* START Records *

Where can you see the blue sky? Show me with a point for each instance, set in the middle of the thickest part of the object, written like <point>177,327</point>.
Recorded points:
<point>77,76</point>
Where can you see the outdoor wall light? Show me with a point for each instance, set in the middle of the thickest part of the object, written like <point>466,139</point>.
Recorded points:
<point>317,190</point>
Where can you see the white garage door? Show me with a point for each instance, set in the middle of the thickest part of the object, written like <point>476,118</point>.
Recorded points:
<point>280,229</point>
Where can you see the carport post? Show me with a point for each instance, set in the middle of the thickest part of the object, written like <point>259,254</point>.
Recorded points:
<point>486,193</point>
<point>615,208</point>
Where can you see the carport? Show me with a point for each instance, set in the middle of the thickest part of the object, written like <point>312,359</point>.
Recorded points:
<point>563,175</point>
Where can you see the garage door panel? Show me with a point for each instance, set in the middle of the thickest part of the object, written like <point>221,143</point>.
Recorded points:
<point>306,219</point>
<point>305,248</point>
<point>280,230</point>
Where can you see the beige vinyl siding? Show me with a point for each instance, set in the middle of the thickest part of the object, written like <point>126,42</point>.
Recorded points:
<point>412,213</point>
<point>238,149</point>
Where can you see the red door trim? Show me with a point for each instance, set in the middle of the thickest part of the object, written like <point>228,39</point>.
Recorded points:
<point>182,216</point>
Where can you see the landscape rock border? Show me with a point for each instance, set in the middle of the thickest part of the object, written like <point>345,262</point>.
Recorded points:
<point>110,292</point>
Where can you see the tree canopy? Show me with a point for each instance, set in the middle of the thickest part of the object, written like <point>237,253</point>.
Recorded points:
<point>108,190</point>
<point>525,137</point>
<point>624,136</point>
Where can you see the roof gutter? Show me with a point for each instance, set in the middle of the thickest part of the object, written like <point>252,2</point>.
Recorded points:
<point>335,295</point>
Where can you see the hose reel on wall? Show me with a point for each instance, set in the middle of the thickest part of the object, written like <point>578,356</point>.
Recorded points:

* END Records *

- _Your objective_
Please present every row above as a numbered list, leaving out any blank lines.

- _Complete output_
1. Where can you see the blue sky? Show me with a point for each instance, set in the middle of the thickest part of the object, written like <point>177,327</point>.
2. Recorded points:
3. <point>77,76</point>
4. Where can you see the outdoor wall light? Show me with a point for each instance, set in the middle of the thickest part of the object, written like <point>466,139</point>.
5. Recorded points:
6. <point>317,190</point>
7. Where can you see the white garage door? Show me with a point for each instance, set in the middle of the thickest part of the object, written like <point>476,118</point>.
8. Recorded points:
9. <point>280,229</point>
10. Where can you see the carport post? Show me with a point for each instance, set in the middle of the thickest part of the object, written like <point>259,254</point>.
11. Recorded points:
12. <point>486,193</point>
13. <point>615,208</point>
14. Where can you see the carport? Show me with a point for each instance, set in the middle of the thickest part of the object, written like <point>312,359</point>.
15. Recorded points:
16. <point>563,175</point>
17. Where can you see the garage door panel? Show me with a point for each instance, set in the middle of the thickest part of the object, written like <point>221,143</point>.
18. Recorded points:
19. <point>306,219</point>
20. <point>305,248</point>
21. <point>280,230</point>
22. Where can you see the beige vinyl siding? Show me with a point for each instance, set in the middle of the thickest part of the object, written like <point>126,42</point>.
23. Recorded points:
24. <point>412,213</point>
25. <point>238,149</point>
26. Where can you see the red door trim? Show me with a point for each instance, set in the middle of the thickest part of the object, written like <point>228,39</point>.
27. Recorded points:
28. <point>182,216</point>
29. Where can you see the landscape rock border? Show me with a point for each instance, set in the middle of the thickest part of the object, written like <point>345,262</point>.
30. Recorded points:
31. <point>110,292</point>
32. Where can you see the tree canopy? Show me with a point for each instance, set in the middle of the thickest part of the object, written like <point>237,253</point>.
33. Recorded points:
34. <point>108,190</point>
35. <point>525,137</point>
36. <point>624,136</point>
37. Where can you see the roof gutter? Show me with a point for each instance, set in the middle of the thickest part of the object, written like <point>252,2</point>.
38. Recorded points:
39. <point>335,295</point>
40. Where can you see the hose reel on wall? Show me with a point for each instance, set in the middle of the thickest part of the object, written like <point>578,356</point>.
41. Recorded points:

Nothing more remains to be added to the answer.